Location identification entries:
* * * *

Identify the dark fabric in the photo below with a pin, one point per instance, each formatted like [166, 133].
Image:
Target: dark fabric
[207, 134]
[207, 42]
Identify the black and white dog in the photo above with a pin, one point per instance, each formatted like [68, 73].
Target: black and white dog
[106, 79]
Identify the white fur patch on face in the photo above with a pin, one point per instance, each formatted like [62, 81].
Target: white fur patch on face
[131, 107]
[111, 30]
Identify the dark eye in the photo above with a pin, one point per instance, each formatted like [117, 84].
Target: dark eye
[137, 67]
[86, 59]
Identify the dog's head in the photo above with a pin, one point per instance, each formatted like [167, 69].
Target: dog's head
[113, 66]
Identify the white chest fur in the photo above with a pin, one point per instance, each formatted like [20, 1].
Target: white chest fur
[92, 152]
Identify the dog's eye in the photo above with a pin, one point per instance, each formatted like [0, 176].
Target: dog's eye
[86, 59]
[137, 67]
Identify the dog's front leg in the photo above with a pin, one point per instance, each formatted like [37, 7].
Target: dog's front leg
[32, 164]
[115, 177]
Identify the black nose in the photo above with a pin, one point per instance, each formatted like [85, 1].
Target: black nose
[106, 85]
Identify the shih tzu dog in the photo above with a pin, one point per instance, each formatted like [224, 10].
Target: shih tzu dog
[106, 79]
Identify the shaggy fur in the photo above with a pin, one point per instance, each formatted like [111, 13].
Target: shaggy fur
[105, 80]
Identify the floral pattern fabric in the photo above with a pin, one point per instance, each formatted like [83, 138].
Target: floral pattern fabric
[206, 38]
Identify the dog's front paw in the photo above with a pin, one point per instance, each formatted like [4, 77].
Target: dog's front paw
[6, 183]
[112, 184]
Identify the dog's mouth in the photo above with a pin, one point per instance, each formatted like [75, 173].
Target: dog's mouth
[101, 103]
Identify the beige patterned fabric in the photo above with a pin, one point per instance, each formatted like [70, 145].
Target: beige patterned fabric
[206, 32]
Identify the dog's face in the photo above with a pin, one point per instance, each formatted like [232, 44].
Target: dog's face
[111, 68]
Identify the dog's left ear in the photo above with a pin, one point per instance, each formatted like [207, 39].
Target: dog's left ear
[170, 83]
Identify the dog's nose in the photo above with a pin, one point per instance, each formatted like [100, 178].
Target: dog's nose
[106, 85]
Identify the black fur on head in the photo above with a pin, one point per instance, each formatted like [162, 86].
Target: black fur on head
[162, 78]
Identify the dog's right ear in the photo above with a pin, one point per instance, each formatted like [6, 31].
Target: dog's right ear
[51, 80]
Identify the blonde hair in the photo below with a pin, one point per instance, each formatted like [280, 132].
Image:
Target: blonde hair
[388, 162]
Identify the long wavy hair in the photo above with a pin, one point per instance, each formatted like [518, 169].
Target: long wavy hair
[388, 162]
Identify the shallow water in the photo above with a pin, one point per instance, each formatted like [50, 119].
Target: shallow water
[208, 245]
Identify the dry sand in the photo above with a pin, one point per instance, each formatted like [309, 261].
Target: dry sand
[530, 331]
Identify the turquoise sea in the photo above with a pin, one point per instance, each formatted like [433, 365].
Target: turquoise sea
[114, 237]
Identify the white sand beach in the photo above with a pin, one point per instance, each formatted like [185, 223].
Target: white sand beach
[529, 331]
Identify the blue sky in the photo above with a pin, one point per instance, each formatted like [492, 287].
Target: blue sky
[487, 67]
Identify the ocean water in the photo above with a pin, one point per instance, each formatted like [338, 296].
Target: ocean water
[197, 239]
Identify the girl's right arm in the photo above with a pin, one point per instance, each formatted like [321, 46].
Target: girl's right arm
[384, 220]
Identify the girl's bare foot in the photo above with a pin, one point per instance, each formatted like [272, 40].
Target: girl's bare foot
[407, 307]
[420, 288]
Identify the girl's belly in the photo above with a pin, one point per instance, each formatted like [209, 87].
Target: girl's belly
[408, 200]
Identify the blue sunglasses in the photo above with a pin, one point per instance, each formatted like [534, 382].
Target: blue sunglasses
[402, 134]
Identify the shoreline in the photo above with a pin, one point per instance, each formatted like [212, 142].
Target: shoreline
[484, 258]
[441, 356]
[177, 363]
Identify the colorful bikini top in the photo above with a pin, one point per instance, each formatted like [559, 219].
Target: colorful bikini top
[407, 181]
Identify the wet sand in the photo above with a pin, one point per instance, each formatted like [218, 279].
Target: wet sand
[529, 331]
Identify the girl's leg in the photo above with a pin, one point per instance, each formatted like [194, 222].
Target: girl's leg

* * * *

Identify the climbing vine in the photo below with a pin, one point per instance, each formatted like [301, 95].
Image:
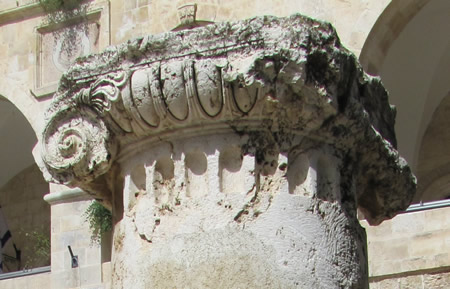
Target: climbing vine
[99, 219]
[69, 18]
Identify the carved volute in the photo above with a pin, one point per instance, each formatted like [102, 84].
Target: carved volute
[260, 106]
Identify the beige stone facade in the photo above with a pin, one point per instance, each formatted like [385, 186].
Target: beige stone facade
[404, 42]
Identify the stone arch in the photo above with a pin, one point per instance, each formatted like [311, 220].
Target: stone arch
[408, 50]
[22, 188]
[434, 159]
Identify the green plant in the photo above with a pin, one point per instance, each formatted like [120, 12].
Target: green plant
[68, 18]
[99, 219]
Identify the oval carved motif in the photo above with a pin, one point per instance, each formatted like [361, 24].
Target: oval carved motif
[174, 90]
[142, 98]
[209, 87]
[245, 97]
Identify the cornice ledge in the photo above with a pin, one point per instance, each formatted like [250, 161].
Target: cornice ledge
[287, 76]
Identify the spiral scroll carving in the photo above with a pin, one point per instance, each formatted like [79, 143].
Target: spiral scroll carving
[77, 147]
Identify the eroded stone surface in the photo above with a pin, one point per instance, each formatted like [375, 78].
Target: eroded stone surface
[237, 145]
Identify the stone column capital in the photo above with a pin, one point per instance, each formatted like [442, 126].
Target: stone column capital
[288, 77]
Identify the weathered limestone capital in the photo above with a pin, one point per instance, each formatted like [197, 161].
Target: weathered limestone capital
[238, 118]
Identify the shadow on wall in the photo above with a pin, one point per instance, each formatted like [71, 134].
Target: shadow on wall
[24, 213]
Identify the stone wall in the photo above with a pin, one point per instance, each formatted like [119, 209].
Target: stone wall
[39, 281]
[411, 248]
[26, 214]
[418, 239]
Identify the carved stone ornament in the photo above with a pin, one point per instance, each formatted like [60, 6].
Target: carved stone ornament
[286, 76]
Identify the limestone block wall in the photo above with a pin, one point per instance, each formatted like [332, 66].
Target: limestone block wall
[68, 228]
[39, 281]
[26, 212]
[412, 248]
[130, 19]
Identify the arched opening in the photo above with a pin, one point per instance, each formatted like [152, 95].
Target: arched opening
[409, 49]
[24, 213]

* * * *

EXERCISE DETAILS: Filter the data above and copy out every line that contains the word "foot".

WRITTEN SOLUTION:
Identify the girl's bare foot in the photo above with a pin, one point per instance, each formatted like [272, 40].
Target: girl's bare foot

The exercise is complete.